##### DATA SUPPLIED #####

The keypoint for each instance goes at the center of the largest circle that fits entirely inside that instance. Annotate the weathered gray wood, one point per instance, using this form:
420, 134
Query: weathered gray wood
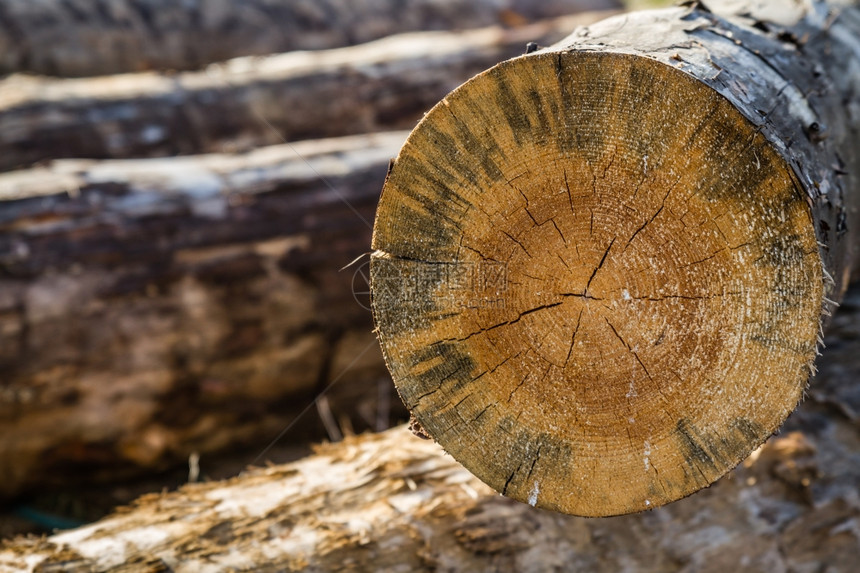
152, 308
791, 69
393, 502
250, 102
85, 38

#####
##### DATA SUPPLIED #####

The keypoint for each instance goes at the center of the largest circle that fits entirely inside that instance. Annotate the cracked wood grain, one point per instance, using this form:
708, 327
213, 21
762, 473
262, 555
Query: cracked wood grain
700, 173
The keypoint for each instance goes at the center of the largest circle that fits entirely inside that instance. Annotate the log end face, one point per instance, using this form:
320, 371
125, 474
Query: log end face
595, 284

#####

### ACTIVITY
Where a line of the data holds "Annotate", show that line.

### SOLUTION
The keypoint for each instance goes at the center of the largest circle that fits entirely inside that instance. Annotate the weathered gray wood, one point per instance, using this form:
The keypoint for each instance goes at the center of the largest circle that fits entirely inside that instance. Annotate the cracked wood grain, one point per instance, using this form:
The keypoint for each instance goes at the center of the largest circle that fits entirely inside that instance. Annotate the log end face, one point per instance, using this form:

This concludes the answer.